**Problem description**: Please return the full listing word for word, leaving out any pictures.

**The data**:

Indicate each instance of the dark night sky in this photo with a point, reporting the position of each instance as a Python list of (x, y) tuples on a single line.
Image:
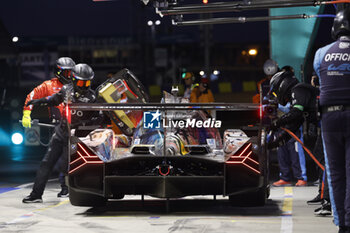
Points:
[(116, 18)]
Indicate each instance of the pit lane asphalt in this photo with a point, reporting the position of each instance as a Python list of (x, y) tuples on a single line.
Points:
[(286, 211)]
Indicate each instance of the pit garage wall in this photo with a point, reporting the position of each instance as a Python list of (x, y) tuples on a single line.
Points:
[(291, 39)]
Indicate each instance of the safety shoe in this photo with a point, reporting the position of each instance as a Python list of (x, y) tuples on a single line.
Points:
[(32, 199), (315, 201), (324, 210), (281, 183), (344, 229), (301, 183), (63, 193)]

**Task result**:
Indicate each instance of the dark night sky in this photo with a point, reporting the position of each instance as a Python list of (x, y) tuples on a single line.
Image:
Points:
[(116, 18)]
Indicate each instance of the pit lane asphalt in this photo with a point, reporting the position of each instance as a Python list of (x, y) tuples on a single line.
Points:
[(286, 211)]
Indicate each instance of the pit garage wall in this photo with a point, reporting the position of each instance as a Python list of (x, y) tuples on a single line.
Points:
[(291, 39)]
Indicate each instance of the safety shoe in this photo with a point, reporting the position of each instance as a Python list of (x, y) tuples on a single line.
Points:
[(32, 199), (315, 201), (324, 210), (281, 183), (344, 229), (301, 183), (63, 193)]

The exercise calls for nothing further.